→ **WHAT TO WORK ON**: Can you reproduce, word for word, the entries from the line containing "the tree in" through the line containing "pixel 1137 373", including both of those lines and leaving out any pictures?

---------- MATERIAL PROVIDED

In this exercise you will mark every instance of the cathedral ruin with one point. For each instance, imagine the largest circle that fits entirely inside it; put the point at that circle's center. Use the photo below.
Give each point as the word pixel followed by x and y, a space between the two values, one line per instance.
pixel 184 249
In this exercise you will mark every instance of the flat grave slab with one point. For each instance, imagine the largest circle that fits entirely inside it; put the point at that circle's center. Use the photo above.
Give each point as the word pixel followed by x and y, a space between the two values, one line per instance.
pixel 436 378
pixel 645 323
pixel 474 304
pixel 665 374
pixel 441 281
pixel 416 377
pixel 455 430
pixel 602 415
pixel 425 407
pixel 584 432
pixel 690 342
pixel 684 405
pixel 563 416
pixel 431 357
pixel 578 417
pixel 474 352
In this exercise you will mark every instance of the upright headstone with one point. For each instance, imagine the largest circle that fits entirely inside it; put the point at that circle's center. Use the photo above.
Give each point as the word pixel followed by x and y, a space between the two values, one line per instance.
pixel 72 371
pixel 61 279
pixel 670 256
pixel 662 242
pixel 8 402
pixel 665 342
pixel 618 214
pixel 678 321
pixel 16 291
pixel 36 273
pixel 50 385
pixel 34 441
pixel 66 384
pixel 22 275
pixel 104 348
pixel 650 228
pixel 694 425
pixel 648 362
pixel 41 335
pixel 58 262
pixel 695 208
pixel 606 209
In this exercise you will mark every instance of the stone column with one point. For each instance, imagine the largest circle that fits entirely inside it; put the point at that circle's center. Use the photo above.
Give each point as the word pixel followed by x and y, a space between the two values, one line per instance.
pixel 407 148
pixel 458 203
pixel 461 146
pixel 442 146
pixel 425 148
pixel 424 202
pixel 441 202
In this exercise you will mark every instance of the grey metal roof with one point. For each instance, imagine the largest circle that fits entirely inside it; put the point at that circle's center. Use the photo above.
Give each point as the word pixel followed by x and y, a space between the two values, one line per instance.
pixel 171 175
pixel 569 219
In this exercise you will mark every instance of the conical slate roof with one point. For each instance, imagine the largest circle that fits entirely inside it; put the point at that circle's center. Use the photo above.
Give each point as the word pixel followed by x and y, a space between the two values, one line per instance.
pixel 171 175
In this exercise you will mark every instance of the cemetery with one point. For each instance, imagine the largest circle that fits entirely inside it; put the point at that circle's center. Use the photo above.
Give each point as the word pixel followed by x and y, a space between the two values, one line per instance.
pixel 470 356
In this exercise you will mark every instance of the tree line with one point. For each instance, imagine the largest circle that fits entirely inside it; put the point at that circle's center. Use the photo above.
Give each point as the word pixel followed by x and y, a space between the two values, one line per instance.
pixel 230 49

--------------------
---------- MATERIAL PROVIDED

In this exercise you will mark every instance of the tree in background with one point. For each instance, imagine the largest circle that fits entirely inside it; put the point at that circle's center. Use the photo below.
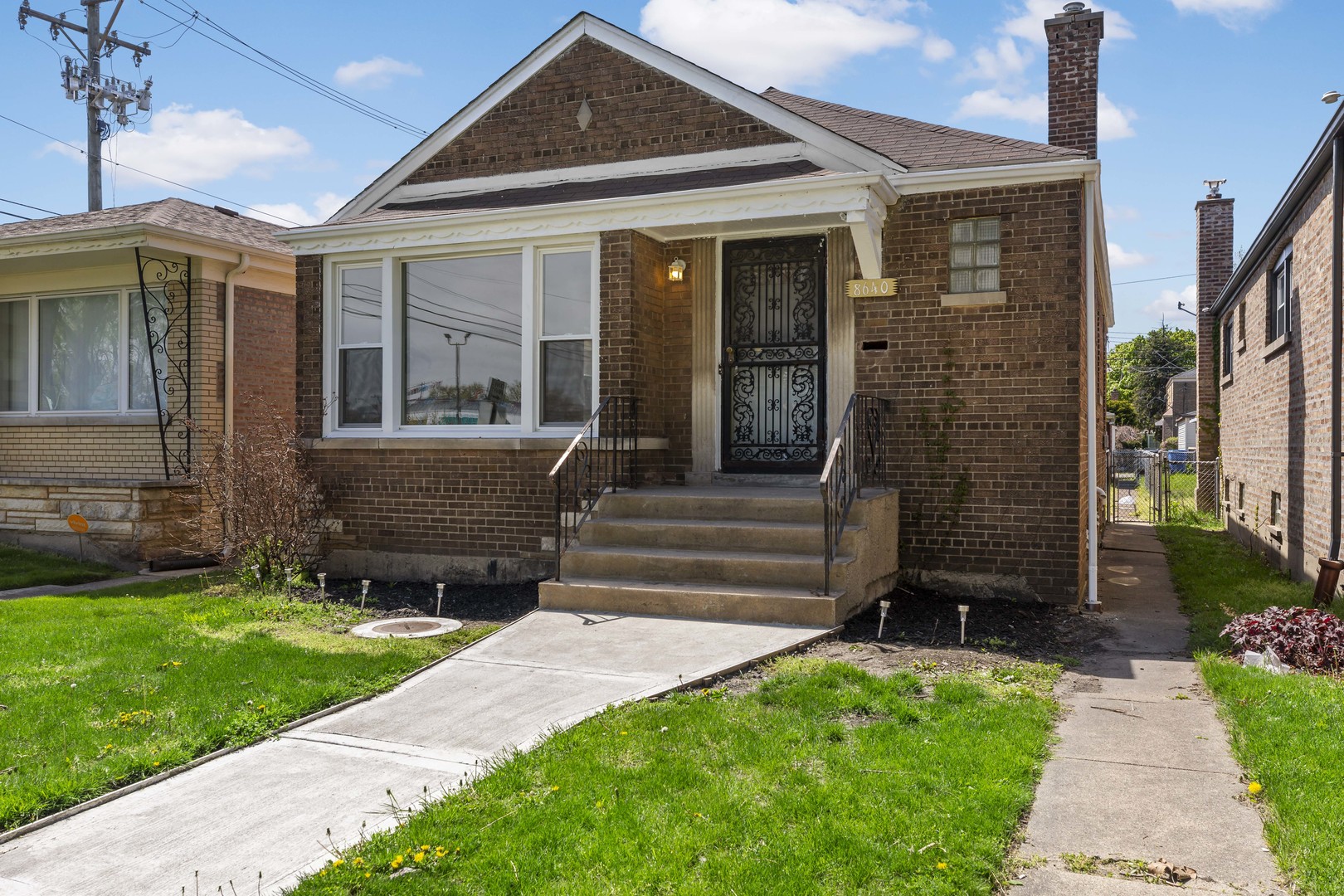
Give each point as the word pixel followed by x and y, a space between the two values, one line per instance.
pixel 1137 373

--------------------

→ **REPLY TO THE TASK**:
In this exercise you will mark every instance of the tree in background with one point. For each instance, imagine the largest circle that fits entirely inside it; put the point at that circle's center. Use the photo below.
Give each point as the word pixel followed by x and y, a space between the two values, one line per instance.
pixel 1137 373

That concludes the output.